# Interest group forums > Pest Control Industry Forum >  Fumigation requirement for round-wood import

## maria

Hello everyone!

Our company is thinking to import softwood (pine) from overseas for crates production in SA. Do you know if fumigation regulations apply in that case. should fumigation be done on the exporter's or importer's territory?

best regards, 

Maria

----------


## Vincent

Hi Maria and Welcome :Thumbup: 

This is interesting because, I have to restore a pair of old chairs, similar to recliners (about 70yrs old) and have to export them to a friend who has moved to Cyprus. I was wondering the same, should they be fumigated and treated before export.

I understand that fumigation must be done from the exporters side, but not too sure if it's for everything.

----------


## HENK

All timber exported to another country needs to comply with the phytosanitary requirements of the importing country and in this case would need fumigation of the softwood poles. Once the timber is reworked into packaging material it falls within the ambit of the IPPC and under Ispm 15 which is specifically for packaging material and it would then have to undergo a full fumigation or Heat treatment and is then stamped to comply with international regulation by the fumigator in the export country.
Chairs do not fall into the Ispm 15 catagory but will have to be fumigated to comply with phytosanitary requirements of the importing country.
Henk Pottas
International Pest Management Consultants

----------


## maria

Thanks for a prompt and detailed reply Henk, 

but I'm still looking to find SA specific wood import requirements, as we do manufacture pallets here in SA. As far as I found it: there's no phytosanitary requirements for the wood, only ISPM 15 for the wood products. 

Maria









> All timber exported to another country needs to comply with the phytosanitary requirements of the importing country and in this case would need fumigation of the softwood poles. Once the timber is reworked into packaging material it falls within the ambit of the IPPC and under Ispm 15 which is specifically for packaging material and it would then have to undergo a full fumigation or Heat treatment and is then stamped to comply with international regulation by the fumigator in the export country.
> Chairs do not fall into the Ispm 15 catagory but will have to be fumigated to comply with phytosanitary requirements of the importing country.
> Henk Pottas
> International Pest Management Consultants

----------


## Dave A

> As far as I found it: there's no phytosanitary requirements for the wood, only ISPM 15 for the wood products.

[Data records]
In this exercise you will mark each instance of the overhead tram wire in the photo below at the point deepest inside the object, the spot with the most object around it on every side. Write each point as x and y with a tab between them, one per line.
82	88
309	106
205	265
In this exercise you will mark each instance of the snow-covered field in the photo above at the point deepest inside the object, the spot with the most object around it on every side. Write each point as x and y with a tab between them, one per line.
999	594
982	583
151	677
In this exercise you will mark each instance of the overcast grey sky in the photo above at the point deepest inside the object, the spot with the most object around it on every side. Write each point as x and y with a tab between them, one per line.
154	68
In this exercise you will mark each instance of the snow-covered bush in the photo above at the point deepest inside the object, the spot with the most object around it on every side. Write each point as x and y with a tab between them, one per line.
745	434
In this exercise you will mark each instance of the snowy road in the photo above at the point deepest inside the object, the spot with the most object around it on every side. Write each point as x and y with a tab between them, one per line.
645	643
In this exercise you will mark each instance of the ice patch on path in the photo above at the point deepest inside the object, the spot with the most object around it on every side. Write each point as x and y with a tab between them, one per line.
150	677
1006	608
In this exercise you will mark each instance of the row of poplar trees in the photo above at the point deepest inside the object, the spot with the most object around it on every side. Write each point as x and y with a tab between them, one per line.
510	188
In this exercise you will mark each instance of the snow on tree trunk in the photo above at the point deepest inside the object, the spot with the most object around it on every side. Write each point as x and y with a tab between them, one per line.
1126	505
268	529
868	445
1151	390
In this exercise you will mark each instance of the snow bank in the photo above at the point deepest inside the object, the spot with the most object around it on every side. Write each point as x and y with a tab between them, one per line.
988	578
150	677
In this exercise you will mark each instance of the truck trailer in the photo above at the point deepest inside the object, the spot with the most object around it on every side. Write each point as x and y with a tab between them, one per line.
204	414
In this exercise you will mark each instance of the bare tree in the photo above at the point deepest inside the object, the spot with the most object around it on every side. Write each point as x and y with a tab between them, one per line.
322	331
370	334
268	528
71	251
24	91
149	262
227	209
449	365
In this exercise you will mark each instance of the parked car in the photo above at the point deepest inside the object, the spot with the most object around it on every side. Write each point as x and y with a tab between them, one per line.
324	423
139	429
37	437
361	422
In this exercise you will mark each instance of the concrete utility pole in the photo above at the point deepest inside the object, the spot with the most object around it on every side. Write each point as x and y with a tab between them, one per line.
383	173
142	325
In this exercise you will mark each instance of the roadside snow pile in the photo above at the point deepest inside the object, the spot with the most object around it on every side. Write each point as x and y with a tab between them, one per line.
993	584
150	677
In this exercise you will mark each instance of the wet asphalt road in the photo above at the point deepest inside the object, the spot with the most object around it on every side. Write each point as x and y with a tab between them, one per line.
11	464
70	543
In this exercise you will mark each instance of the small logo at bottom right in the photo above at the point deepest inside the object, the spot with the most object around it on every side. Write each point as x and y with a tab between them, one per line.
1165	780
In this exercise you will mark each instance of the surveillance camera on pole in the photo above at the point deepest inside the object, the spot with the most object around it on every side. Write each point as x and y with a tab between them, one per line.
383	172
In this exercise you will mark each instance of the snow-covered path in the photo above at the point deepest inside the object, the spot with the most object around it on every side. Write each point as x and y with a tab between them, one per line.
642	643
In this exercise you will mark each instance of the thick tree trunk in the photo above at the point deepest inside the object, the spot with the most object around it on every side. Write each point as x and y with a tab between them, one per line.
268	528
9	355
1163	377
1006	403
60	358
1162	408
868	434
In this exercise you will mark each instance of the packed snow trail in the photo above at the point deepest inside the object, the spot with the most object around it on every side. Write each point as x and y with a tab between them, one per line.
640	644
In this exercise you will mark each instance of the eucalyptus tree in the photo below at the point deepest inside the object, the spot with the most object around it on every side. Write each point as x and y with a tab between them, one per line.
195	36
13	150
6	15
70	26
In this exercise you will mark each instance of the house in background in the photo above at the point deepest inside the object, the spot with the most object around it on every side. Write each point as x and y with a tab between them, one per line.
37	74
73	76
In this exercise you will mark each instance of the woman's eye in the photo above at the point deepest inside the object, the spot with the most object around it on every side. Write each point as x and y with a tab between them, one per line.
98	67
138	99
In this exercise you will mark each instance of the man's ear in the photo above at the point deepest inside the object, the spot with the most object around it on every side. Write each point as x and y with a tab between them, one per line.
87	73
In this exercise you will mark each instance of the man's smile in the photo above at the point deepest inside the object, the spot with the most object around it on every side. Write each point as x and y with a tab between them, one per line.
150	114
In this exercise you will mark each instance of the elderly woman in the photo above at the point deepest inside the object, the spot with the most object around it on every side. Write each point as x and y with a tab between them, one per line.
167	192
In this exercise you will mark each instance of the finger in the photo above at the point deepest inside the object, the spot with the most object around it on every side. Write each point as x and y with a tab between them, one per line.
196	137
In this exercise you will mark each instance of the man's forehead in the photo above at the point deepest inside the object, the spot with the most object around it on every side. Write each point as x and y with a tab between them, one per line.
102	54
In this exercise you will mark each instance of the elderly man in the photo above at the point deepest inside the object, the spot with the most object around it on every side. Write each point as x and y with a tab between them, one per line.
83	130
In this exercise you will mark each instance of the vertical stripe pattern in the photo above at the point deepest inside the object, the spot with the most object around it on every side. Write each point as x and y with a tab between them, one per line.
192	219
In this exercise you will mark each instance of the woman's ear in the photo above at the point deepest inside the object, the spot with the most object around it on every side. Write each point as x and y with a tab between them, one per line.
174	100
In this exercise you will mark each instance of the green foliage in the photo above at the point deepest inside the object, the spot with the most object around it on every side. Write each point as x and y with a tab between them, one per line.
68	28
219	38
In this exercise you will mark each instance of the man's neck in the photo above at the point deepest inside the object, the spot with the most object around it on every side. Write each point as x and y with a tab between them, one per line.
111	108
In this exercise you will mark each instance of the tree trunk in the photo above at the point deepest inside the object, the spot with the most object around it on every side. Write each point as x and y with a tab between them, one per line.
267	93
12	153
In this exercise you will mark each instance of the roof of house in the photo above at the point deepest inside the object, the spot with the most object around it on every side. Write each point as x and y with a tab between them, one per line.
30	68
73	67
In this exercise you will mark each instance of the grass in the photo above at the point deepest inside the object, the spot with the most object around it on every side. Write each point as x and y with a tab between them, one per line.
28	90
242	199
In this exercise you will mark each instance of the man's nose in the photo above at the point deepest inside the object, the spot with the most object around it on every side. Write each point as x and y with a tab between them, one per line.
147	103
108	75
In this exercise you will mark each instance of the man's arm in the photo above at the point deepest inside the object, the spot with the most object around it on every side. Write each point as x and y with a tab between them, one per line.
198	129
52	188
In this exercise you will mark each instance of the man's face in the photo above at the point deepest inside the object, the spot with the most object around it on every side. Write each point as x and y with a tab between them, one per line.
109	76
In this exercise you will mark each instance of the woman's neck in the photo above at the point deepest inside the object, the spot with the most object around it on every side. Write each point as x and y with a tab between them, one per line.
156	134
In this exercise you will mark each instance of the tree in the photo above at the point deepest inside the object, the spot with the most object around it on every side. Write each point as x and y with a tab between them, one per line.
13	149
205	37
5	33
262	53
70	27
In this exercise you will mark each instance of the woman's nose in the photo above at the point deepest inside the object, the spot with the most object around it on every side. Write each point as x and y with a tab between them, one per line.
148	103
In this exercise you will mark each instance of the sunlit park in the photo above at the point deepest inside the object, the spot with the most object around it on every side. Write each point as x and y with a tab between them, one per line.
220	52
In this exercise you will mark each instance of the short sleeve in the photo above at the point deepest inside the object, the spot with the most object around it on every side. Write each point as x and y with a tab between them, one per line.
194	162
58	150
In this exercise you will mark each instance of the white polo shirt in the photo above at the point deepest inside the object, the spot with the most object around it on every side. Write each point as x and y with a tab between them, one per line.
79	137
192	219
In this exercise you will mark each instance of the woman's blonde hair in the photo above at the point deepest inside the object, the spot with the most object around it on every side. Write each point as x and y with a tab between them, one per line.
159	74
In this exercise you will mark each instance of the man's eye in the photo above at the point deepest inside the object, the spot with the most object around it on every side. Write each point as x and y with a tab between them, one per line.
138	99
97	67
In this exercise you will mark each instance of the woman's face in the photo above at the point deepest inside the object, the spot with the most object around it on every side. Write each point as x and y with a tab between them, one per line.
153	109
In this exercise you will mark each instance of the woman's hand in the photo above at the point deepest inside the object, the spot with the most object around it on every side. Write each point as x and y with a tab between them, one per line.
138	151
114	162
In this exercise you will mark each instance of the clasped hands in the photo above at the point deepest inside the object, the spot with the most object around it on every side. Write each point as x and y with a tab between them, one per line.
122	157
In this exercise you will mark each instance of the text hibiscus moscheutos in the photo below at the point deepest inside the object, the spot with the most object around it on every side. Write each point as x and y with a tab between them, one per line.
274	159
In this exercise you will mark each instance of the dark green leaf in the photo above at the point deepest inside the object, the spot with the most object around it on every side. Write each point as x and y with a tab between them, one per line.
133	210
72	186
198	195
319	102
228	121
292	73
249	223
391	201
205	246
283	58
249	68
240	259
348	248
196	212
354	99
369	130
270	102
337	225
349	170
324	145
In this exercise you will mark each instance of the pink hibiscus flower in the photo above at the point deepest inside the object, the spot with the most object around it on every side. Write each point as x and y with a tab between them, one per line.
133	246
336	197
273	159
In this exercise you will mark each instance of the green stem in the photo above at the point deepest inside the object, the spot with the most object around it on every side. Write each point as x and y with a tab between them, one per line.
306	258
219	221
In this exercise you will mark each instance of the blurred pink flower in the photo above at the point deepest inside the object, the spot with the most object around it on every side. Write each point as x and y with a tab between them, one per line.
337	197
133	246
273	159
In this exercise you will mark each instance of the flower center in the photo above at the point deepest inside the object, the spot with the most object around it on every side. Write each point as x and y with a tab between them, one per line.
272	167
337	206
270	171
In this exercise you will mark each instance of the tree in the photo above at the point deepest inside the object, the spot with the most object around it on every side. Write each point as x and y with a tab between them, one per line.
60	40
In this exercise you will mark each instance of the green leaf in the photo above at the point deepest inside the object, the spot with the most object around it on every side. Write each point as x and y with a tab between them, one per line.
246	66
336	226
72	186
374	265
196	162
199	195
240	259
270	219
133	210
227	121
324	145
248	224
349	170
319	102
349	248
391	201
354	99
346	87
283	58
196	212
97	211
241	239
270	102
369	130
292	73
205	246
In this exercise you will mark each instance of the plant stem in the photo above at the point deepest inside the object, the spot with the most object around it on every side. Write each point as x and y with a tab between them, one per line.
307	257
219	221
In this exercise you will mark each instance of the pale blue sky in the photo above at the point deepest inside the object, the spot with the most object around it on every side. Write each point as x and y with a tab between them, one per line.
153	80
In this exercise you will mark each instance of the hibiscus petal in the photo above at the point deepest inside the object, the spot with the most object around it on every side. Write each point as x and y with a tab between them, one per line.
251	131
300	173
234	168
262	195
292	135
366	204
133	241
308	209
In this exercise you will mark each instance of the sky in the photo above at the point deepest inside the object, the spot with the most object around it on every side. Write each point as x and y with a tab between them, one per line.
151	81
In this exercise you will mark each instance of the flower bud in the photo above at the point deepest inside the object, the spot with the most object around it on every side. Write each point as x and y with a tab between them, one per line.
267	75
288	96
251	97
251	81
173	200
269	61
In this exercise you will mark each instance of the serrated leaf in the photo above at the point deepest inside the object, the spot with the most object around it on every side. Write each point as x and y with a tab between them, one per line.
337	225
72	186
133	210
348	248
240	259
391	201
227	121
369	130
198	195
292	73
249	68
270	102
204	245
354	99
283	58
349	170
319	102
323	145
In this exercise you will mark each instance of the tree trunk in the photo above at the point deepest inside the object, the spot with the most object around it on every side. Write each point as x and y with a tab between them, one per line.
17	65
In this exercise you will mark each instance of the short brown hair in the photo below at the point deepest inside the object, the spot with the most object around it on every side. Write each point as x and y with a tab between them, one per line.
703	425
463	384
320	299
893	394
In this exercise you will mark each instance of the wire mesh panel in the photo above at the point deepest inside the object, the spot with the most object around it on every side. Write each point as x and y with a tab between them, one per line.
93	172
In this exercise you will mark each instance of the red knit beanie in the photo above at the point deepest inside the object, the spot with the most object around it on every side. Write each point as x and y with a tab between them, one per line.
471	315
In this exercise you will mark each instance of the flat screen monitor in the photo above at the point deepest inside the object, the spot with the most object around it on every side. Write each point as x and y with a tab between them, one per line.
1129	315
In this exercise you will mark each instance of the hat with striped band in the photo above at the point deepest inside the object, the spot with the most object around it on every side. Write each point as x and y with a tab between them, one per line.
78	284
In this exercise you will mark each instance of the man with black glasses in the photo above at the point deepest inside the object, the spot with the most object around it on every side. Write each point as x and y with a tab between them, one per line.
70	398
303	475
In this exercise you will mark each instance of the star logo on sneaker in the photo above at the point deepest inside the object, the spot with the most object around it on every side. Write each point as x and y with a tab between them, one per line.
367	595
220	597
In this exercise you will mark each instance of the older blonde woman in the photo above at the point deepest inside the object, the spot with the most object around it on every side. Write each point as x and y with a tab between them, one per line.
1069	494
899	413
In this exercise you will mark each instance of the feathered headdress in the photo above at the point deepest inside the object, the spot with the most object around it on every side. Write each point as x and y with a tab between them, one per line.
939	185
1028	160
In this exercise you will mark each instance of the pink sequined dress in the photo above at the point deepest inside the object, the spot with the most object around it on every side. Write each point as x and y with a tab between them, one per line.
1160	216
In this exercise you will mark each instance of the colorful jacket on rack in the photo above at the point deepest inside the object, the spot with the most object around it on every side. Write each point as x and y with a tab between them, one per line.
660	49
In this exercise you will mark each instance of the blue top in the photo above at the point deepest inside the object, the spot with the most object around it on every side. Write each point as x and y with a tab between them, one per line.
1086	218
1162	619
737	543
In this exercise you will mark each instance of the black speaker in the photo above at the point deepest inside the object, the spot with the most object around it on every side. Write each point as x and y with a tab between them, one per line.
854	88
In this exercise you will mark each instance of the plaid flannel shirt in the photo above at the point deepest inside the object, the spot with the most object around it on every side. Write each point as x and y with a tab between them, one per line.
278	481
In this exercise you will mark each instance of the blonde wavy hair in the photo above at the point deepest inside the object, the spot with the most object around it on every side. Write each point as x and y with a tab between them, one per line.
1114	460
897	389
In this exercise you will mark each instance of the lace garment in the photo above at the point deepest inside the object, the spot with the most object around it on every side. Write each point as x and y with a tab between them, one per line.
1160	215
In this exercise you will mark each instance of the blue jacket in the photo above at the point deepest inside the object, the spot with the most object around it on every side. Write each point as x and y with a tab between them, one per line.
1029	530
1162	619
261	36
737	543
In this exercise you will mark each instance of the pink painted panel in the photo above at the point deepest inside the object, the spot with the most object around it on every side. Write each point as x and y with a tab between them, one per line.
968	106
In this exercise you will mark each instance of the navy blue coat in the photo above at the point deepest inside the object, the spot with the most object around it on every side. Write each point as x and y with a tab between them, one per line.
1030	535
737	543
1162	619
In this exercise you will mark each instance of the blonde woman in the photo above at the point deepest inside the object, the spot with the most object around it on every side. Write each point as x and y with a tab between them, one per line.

- [List of tasks]
**a.** In the fumigation forum thread, which standard applies once the timber is reworked into packaging material?
**b.** Go on with the round-wood fumigation forum thread from the point where it stops.

- [Set of answers]
**a.** ISPM 15, under the IPPC.

**b.**
That was what stopped me from posting a reply earlier. I'm not aware of a phytosanitary clearance requirement for importation either, but it is a bit outside of my field.

I do recall that it is illegal to sell infested timber, though. I just can't find the relevant legislation. It's very old - promulgated somewhere between 1954 to 1956 with an amendment in 1978 from memory. This has been the undoing of many a second hand furniture dealer, because most often they end up footing the bill.

This ability to claim back on the sale of infested timber might extend beyond our borders. I've been called in a number of times on imported timber cases to express an expert opinion as to *when* the timber was first infested - this in support of a claim against the overseas supplier. However, I've never been privy to the legal foundation of those cases.

Perhaps I'm adding to the confusion, but personally I'd try to ensure your over-border supplier *did* supply a phytosanitary certificate for each shipment as first prize.

----------


## maria

Thanks Dave,

I'll ask our suppliers for certificates. 

your help is kindly appreciated. 

All the best, 

Maria

----------


## BigRed

I would suggest calling an import / export company or alternately a packing company. They are normally in the loop of what is legally required.

I doubt the restored chairs will look nice with the ISPM 15 stamp on the wood :Frown:  As far as I know this stamp has to be on the wood being exported, but then again I am sure in the case of furniture, there will be a concession

----------


## Dave A

> I doubt the restored chairs will look nice with the ISPM 15 stamp on the wood


There's the funny twist in this - ISPM 15 is about wood *packaging* material. If you take a look at the ISPM standards adopted by the IPPC, while wood-packaging material is regulated, when it comes to phytosanitary certificates the IPPC have only issued *guidelines* so far.

----------


## BigRed

Oh OK. Just seen them stamp ISPM 15 on each and every piece of wood used for crating / packaging / dunnage when we export stuff. Steel doesnt need a stamp :Wink:

----------


## Dave A

It's a bit crazy in a way. Originally in countries that worried about such things, all the attention was on timber products as goods when it came to ferrying around wood-destroying beasties. The packaging was ignored.

Now we've got this international convention on packaging material which is quite rigidly controlled while in many parts of the world, the attention to timber goods is far from where it should be. A reversal of sorts.

Comment about steel noted.  :Big Grin:  There's also a growing trend towards other alternatives, such as plastic pallets.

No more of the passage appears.